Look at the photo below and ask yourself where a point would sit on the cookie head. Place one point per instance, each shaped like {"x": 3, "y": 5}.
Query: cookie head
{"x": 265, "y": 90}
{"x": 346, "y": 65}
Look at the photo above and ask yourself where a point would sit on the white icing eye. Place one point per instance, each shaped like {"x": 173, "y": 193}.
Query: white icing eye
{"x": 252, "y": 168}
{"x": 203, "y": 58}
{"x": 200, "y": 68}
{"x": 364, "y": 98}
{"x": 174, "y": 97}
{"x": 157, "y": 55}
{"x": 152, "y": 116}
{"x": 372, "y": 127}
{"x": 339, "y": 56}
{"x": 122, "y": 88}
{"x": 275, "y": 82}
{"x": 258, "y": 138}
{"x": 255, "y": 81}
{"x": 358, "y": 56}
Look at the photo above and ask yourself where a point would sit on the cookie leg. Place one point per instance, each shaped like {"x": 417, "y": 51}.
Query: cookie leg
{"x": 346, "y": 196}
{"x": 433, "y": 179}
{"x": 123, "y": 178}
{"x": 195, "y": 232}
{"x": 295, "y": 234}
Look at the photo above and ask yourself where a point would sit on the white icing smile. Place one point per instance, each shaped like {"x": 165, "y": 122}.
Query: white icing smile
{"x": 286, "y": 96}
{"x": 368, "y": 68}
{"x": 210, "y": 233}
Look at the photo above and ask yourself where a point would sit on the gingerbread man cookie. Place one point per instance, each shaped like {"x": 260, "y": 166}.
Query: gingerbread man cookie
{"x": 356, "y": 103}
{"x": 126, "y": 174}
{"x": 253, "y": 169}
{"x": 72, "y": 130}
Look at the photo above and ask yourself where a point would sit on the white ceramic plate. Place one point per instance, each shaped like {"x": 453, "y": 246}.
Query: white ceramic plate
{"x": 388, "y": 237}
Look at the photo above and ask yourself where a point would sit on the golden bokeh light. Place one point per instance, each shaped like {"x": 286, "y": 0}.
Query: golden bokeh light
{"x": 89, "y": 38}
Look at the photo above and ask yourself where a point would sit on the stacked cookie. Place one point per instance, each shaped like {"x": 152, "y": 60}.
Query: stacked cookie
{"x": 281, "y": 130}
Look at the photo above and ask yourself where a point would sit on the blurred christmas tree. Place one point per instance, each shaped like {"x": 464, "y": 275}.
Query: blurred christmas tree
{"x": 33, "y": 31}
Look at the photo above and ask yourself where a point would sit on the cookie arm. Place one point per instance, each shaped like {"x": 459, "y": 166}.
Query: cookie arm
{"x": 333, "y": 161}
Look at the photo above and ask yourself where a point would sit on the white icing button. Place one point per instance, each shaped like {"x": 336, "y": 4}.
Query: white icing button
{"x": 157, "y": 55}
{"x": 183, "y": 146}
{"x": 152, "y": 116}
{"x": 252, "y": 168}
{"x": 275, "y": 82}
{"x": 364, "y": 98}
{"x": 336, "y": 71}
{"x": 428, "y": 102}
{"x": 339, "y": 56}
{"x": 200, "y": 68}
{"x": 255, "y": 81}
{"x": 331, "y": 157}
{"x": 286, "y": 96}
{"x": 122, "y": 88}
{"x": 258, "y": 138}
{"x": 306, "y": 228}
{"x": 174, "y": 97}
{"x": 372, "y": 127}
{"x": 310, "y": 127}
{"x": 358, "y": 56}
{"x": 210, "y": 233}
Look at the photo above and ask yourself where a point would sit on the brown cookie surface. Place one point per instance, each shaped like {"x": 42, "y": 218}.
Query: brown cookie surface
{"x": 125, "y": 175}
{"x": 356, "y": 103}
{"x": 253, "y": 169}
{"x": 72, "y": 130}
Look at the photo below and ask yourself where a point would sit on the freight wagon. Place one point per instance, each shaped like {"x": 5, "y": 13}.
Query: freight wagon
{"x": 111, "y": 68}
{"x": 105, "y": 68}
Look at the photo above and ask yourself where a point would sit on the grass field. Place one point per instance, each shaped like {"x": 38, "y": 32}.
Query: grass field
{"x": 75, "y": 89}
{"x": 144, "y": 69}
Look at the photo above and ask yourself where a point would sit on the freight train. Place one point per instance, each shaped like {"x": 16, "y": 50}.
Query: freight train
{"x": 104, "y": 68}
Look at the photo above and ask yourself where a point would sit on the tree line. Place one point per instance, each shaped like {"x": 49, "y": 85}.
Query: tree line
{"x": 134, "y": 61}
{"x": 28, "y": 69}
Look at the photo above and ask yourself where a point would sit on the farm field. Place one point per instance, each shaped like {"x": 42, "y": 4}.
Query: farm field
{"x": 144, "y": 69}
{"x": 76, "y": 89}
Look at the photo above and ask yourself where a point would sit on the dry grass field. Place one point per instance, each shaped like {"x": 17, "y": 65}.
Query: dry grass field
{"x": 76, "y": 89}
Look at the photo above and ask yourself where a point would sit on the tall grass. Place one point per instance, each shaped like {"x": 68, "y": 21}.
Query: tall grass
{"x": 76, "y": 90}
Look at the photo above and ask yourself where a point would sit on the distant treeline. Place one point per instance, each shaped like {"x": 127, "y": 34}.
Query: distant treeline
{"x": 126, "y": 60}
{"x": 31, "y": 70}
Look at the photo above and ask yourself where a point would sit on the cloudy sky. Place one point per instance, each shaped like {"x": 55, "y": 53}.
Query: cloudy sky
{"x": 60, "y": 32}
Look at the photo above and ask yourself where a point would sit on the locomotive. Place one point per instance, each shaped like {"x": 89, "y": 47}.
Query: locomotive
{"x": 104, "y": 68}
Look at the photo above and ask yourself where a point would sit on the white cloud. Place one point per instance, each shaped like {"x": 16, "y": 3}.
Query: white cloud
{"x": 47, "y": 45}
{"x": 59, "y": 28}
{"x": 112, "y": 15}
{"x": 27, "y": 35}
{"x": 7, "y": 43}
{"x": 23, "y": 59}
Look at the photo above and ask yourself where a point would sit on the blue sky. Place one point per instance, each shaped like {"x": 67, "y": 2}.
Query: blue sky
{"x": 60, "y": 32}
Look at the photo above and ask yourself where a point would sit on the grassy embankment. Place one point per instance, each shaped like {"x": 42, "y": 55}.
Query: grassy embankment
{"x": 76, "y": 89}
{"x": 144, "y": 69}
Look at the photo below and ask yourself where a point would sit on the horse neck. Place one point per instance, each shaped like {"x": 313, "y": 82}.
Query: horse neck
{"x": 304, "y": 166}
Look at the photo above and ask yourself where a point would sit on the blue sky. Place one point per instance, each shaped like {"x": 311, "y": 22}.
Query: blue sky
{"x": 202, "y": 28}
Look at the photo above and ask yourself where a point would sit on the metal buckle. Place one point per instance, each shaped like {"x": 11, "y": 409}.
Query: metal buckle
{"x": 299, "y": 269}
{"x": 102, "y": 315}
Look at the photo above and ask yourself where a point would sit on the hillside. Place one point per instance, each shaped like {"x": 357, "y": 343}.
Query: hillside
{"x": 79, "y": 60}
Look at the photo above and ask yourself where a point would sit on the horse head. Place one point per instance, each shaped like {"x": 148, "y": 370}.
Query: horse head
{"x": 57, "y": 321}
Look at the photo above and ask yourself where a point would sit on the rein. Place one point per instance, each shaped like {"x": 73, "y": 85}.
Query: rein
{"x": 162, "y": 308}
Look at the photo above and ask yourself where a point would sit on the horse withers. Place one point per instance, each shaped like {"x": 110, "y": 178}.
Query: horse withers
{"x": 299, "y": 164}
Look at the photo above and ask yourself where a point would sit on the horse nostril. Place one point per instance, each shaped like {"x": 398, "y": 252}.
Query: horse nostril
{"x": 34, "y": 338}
^^^^
Write out again the stretch from the line containing "on the hillside." through the end of the rows, requests included, and multiply every point coordinate in the answers by 0.5, rounding to whole numbers with halves rounded up. Leave the numbers in the requests and their sample formats as they are, and give only these lines.

Look at the photo above and ask yourself where a point would sit on the hillside. Place one point per instance, each shaped like {"x": 357, "y": 343}.
Query: hillside
{"x": 40, "y": 30}
Look at the photo above and ask yourself where a point would sit on the horse head. Place one point per instance, each shaped like {"x": 148, "y": 370}.
Query: horse head
{"x": 29, "y": 161}
Look at the photo above and ask yourself where a point would sit on the rein. Place one point per instance, each shaped like {"x": 73, "y": 85}.
Query: rein
{"x": 81, "y": 154}
Look at the photo above and ask yourself where a point would sit on the horse withers. Place one point per instance, each shaped like {"x": 110, "y": 178}.
Query: horse withers
{"x": 150, "y": 82}
Look at the photo above and ask yourself where a point would sit on the horse nostril. Place one point per instance, each shaped like {"x": 398, "y": 252}.
Query: horse nostril
{"x": 17, "y": 169}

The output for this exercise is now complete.